[SOURCE DOCUMENT]
This means that any time you call a function that returns a value, there should be a check for error return values and they should be handled: do not just assume that every function call and every C library or system call is always successful!
  • Your solution should be well-commended and apply good top-down design, dividing functionality into functions. Consider the big steps: initializing the game board, updating one round of play, printing the game board, etc.

    • main should represent the high-level steps with calls to high-level functions that perform each of the big steps.

    • These functions in turn should use helper functions to implement well-defined pieces of functionality.

    • As a rule of thumb, a function should not be longer than 100 - 150 lines. There are exceptions, but if you are writing a function that is getting really long, break it up into several parts, each implemented by a separate helper function.

  • For full credit, your solution should be correct, robust, and free of valgrind errors. When running valgrind, use "valgrind-gol" for this lab, as it will suppress some errors in the graphics library that aren’t your fault. You are NOT responsible for running valgrind in output mode 2 (graphics), but you should get no errors or warnings (other than those that are suppressed) for output modes 0 and 1.

8. Tips

  • Implement and test incrementally! Use valgrind as you go to catch memory access errors as you make them.

  • As you test and debug, you may find it useful to use config files with small numbers of iterations and to comment out the call to system("clear") so you can examine the results of every intermediate iteration.

  • Recall that passing pointers to a function allow you to to "return" more than one value from a function, since that function’s execution can have "side effects" that modify the value that’s pointed to.

  • You do not need to read all of a file’s contents at once. Your program can read part of the file contents, do something else, and then later read more of the file contents. If you do this, you may need to pass the FILE * handle to the open file to several functions, so think about where you want to open the file in your code to make this easy to do.

  • usleep: pauses the program for some number of micro seconds. This is useful in print mode to slow down your program after each step so that you can see what it is doing. About .2 seconds is a good amount to sleep:

    usleep(100000);  // sleep for 100,000 micro seconds (0.1 seconds)
  • system("clear"); clears the text on the terminal so that the next output is at the top of the window (useful for printing the grid at each timestep to the same window location).

  • atoi converts a string to an integer. For example, int x = atoi("1234"), assigns x the int value 1234. This is useful in your command line parsing functions for converting command line arguments that are read in as strings to their numeric values. See the man page for atoi for other similar functions to convert stings to other numeric types (man atoi).

  • CNTRL-C will kill your program if it seems to be stuck in an infinite loop.

9. Submitting

Please remove any debugging output prior to submitting.

To submit your code, simply commit your changes locally using git add and git commit. Then run git push while in your lab directory. Only one partner needs to run the final push, but make sure both partners have pulled and merged each others changes. See the section on Using a shared repo on the git help page.
[/SOURCE DOCUMENT]
▶ [TASK LIST]
A. Translate this sentence from the lab instructions into Spanish: "CNTRL-C will kill your program if it seems to be stuck in an infinite loop."
B. Write out the part of the lab instructions from "9. Submitting" up to and including "git help page.", keeping every word and mark unchanged.
The lines that follow have nothing to do with the lab instructions.
[STORED DATA]
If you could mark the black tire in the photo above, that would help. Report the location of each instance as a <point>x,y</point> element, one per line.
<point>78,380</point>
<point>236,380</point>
[/STORED DATA]
▶ [ANSWERS TO THE EXERCISE]
A. CNTRL-C finalizará tu programa si parece estar atascado en un bucle infinito.

B.
9. Submitting

Please remove any debugging output prior to submitting.

To submit your code, simply commit your changes locally using git add and git commit. Then run git push while in your lab directory. Only one partner needs to run the final push, but make sure both partners have pulled and merged each others changes. See the section on Using a shared repo on the git help page.